-------- DOCUMENT SECTION
Knowing The Signal Classes Greatly Simplifies Spectrum Analysis

Nov. 6, 2000
Learn how to optimize the spectrum analyzer settings for each of the three basic common-factor signal classes.

Spectrum analysis consists of a wide variety of applications and measurements. Each involves a different set of procedure and measurement sequences. For example, what users must do to determine the occupied spectrum width for a digitally modulated QAM signal differs from the procedure for finding the total harmonic distortion of an oscillator, the percentage modulation for an amplitude modulated signal, the level of EMI emissions for regulatory compliance purposes, and the pulse desensitization factor of a pulsed radar signal. There's literally no end to the list that one can invent.

But, this seemingly endless list of applications and associated measurement needs can be greatly reduced by grouping signals into common-factor classes. There are only three basic classes into which all signals fall. Understanding what these classes are, and how to optimize the spectrum analyzer settings for each signal class, will significantly simplify the measurement process. Before beginning a discussion of signal classes, though, we need to examine the basic spectrum analyzer functions that interact with these signals.

The basic signal-processing elements of a spectrum analyzer include a mixer, bandpass filter, envelope detector, low-pass filter, and peak detectors (Fig. 1). The diagram is condensed to show only the essential aspects of the elements being discussed. Some important elements are omitted, such as preselection and logarithmic amplification.

The system in Figure 1 is a specialized version of the standard superheterodyne RF receiver. Such a receiver is recognized by the mixer whose function is to bring the incoming signal frequency into the passband of an intermediate frequency (IF) amplifier. Signal conditioning and signal processing take place there. Known as the resolution filter, the IF amplifier in the spectrum analyzer has a variable bandwidth that's called the resolution bandwidth (Br).

Next to center frequency, the resolution bandwidth control is possibly the most prominent function of the spectrum analyzer. The chosen setting of the Br has an important, and sometimes essential, impact on measurement results, depending on the signal class involved. This will be discussed in the signal class section of this article.

Additionally, the spectrum analyzer has another variable-bandwidth filter, known as the video filter (Bv). This is a confusing name, but we're stuck with it for historical standardization reasons. A more descriptive name would be post-detection filter. By contrast, the resolution filter would then be a pre-detection filter. Identification of location, as before and after a detector, clarifies the function of these filters and what they do to the signal.

The detector intervening between these filters is termed an envelope detector. Its purpose is to detect the envelope (the outer outline) of the output from the IF amplifier, or resolution bandwidth filter. It's immediately apparent that the resolution circuit acts upon the incoming signal, while the video circuit acts upon the detected envelope of the signal.
----------------
### WHAT TO PRODUCE
Resume the article on spectrum analysis and signal classes, continuing directly from its final sentence.
-------- DATASET CONTENT
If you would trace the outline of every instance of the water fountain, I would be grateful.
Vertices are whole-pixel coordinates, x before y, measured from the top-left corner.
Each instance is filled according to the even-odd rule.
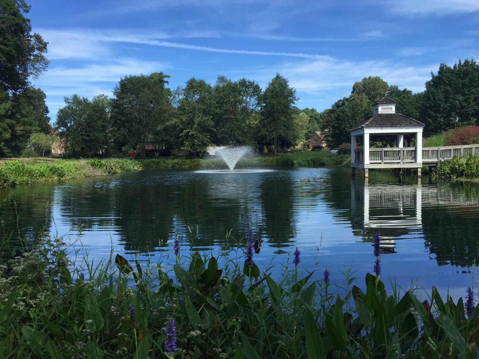
[[[264,168],[234,169],[238,161],[246,156],[252,156],[254,153],[253,148],[250,146],[228,147],[218,150],[215,152],[215,155],[225,162],[229,169],[202,169],[196,172],[200,173],[252,173],[273,170]]]

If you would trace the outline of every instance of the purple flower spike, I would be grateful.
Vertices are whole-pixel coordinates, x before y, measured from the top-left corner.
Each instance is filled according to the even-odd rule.
[[[377,257],[381,254],[379,250],[379,245],[381,244],[381,241],[379,240],[380,236],[381,236],[380,233],[375,233],[373,236],[373,241],[374,243],[374,255],[375,257]]]
[[[248,260],[248,265],[250,267],[252,267],[254,262],[253,261],[253,246],[254,244],[253,243],[253,231],[250,229],[248,232],[248,246],[246,247],[246,259]]]
[[[173,246],[173,249],[175,251],[175,255],[178,256],[180,254],[180,236],[177,236],[175,238],[175,245]]]
[[[168,322],[165,328],[165,334],[166,335],[165,350],[169,354],[171,355],[176,350],[176,324],[174,319]]]
[[[329,276],[331,274],[328,269],[326,268],[326,270],[324,271],[324,282],[327,284],[330,282]]]
[[[376,257],[376,261],[374,263],[374,268],[373,269],[373,271],[376,273],[376,276],[378,276],[381,274],[381,259],[379,256]]]
[[[135,307],[133,304],[130,304],[130,323],[133,328],[137,327],[137,316],[135,314]]]
[[[296,247],[296,250],[295,251],[295,258],[293,260],[293,263],[296,266],[299,264],[299,261],[300,260],[299,258],[300,254],[301,254],[301,252],[299,251],[298,247]]]
[[[474,315],[474,303],[473,298],[474,295],[474,292],[470,287],[468,288],[468,300],[464,304],[464,308],[466,309],[466,314],[468,316],[472,316]]]

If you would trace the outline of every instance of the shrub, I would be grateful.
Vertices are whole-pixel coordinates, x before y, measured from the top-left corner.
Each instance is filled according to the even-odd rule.
[[[473,145],[479,143],[479,126],[471,125],[450,130],[447,134],[450,135],[446,146],[460,146],[463,145]]]
[[[38,157],[38,155],[36,154],[36,152],[33,151],[31,148],[25,148],[22,151],[22,154],[20,155],[20,157],[23,158]]]
[[[351,144],[350,143],[341,144],[338,146],[338,153],[340,155],[350,155]]]

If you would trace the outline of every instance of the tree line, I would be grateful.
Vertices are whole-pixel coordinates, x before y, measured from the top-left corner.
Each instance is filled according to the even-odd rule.
[[[426,135],[479,124],[479,65],[471,59],[441,64],[418,93],[379,77],[365,78],[320,113],[297,107],[296,90],[279,74],[264,89],[252,80],[222,76],[213,84],[192,78],[171,89],[162,72],[128,75],[113,98],[66,97],[52,127],[45,94],[30,82],[49,64],[47,43],[32,33],[25,16],[30,6],[23,0],[0,0],[0,157],[18,156],[29,142],[44,153],[57,136],[72,157],[105,149],[144,155],[149,145],[195,156],[212,144],[266,146],[275,154],[319,130],[335,147],[349,142],[349,129],[372,115],[372,104],[383,96],[397,101],[397,112],[423,122]]]

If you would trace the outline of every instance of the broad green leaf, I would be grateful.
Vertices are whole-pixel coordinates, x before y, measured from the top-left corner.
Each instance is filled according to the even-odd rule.
[[[323,339],[319,334],[318,325],[313,314],[309,309],[306,310],[306,353],[308,359],[324,359],[326,355],[324,351]]]
[[[249,339],[242,331],[241,332],[241,341],[243,343],[243,353],[247,359],[261,359],[258,353],[251,345]]]

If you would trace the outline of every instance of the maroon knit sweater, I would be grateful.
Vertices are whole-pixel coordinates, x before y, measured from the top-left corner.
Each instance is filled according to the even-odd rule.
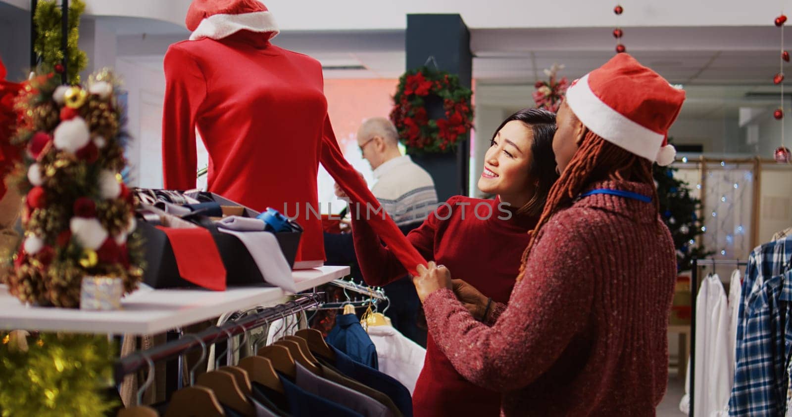
[[[651,195],[650,187],[592,188]],[[554,216],[539,239],[492,327],[451,290],[427,297],[435,342],[459,374],[503,393],[504,415],[654,415],[668,381],[676,265],[653,204],[586,197]]]
[[[421,256],[456,271],[464,280],[495,301],[505,302],[520,272],[520,255],[528,245],[527,231],[538,219],[512,214],[508,220],[497,208],[498,200],[451,197],[407,239]],[[478,216],[474,210],[478,206]],[[354,208],[355,206],[353,205]],[[489,216],[489,213],[492,216]],[[352,216],[352,234],[358,263],[369,285],[385,285],[407,272],[364,220]],[[426,359],[413,393],[416,417],[497,415],[499,393],[466,381],[454,370],[435,345],[432,335],[426,342]]]

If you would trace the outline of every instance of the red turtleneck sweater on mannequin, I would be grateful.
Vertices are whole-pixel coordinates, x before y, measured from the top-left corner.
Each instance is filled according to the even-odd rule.
[[[196,128],[209,152],[208,190],[258,211],[272,207],[303,227],[295,268],[325,259],[317,193],[318,163],[355,201],[379,206],[344,159],[327,116],[322,66],[242,30],[170,46],[165,56],[165,186],[195,187]],[[403,265],[424,260],[390,220],[371,220]]]

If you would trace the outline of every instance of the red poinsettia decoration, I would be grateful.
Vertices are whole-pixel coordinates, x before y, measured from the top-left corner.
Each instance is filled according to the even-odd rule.
[[[394,96],[390,120],[408,153],[453,150],[473,127],[472,96],[459,77],[447,72],[421,67],[405,73]],[[444,117],[430,118],[428,103],[441,105]]]
[[[554,113],[558,111],[561,102],[564,100],[564,96],[566,95],[566,89],[569,88],[569,81],[565,77],[562,77],[561,80],[556,79],[558,70],[563,69],[564,66],[562,65],[553,64],[550,70],[544,70],[545,74],[550,77],[550,81],[536,81],[534,85],[536,91],[534,92],[533,97],[537,107],[549,110]]]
----------------
### REPLY
This type of post-detection filter is equivalent to an arithmetical averaging function. Furthermore, the averaging isn't of the signal, but the envelope of the spectrum. Any application that needs an average will call for a narrow Bv, while those that shouldn't be averaged require a wide Bv.

The final important factor in this discussion is the choice of detector functions. Many spectrum analyzers have additional detector functions. But we are interested in just two of these, the positive peak envelope detector (Dp) and the negative peak envelope detector (Dn). The default turn-on of the spectrum analyzer has both detectors on. About 70% of the time, the negative detector doesn't provide any useful information. Still, having this detector actuated will only rarely cause any harm. So, having both detectors on is the usual default, although turning the negative detector off also is normally acceptable. Yet it isn't typically acceptable to turn the positive detector off. That's a very rare situation, perhaps occurring 1% or 2% of the time at most. This situation calls for a measurement involving only the negative detector.

A summary of the likelihood of needing these detectors follows. There must be Dp about 98% of the time. Both detectors are required around 30% of the time. A Dn-only situation occurs about 2% of the time. Finally, around 70% of the time, it makes no difference whether the Dn is on or off.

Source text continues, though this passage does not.